● WHAT IS BEING ASKED:
Report each line of the entries below that contains the string "every", treating uppercase and lowercase as different.

────────────────────────────────────────

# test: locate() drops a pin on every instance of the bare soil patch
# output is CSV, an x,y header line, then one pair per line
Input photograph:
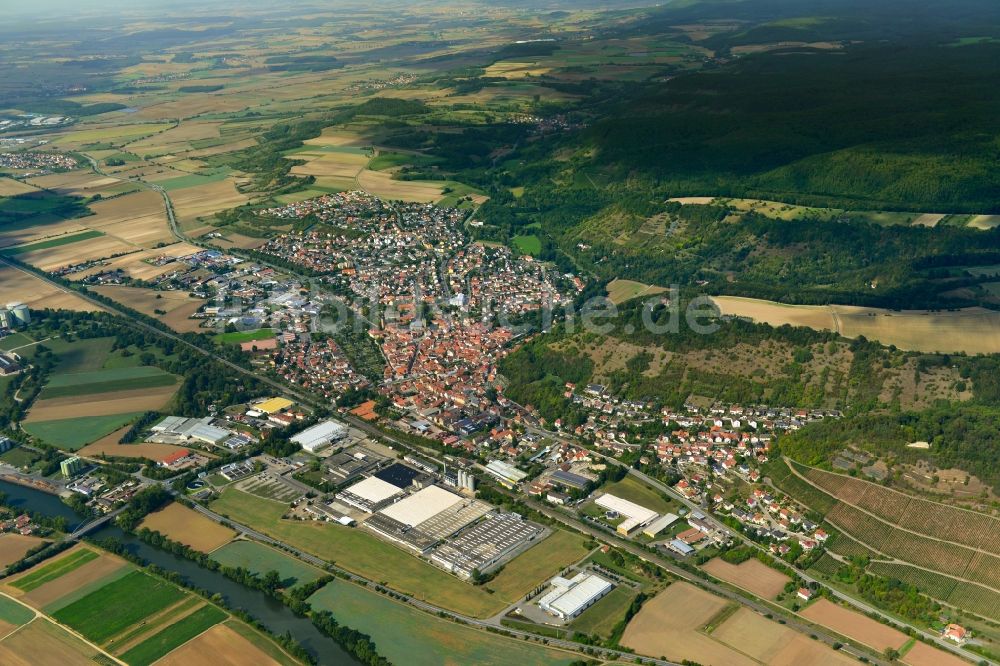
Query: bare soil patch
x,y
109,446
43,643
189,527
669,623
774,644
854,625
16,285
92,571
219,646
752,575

────────────────────────────────────────

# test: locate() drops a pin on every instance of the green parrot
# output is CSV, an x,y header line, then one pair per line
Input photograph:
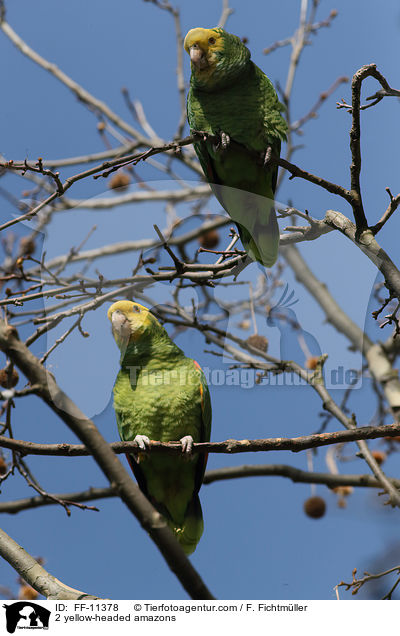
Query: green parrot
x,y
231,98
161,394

────────────────────────────────────────

● ANSWER BELOW:
# test: locate() drops a pin on every instance of the bare soil patch
# test: locate() drops a pin on every instance of the green parrot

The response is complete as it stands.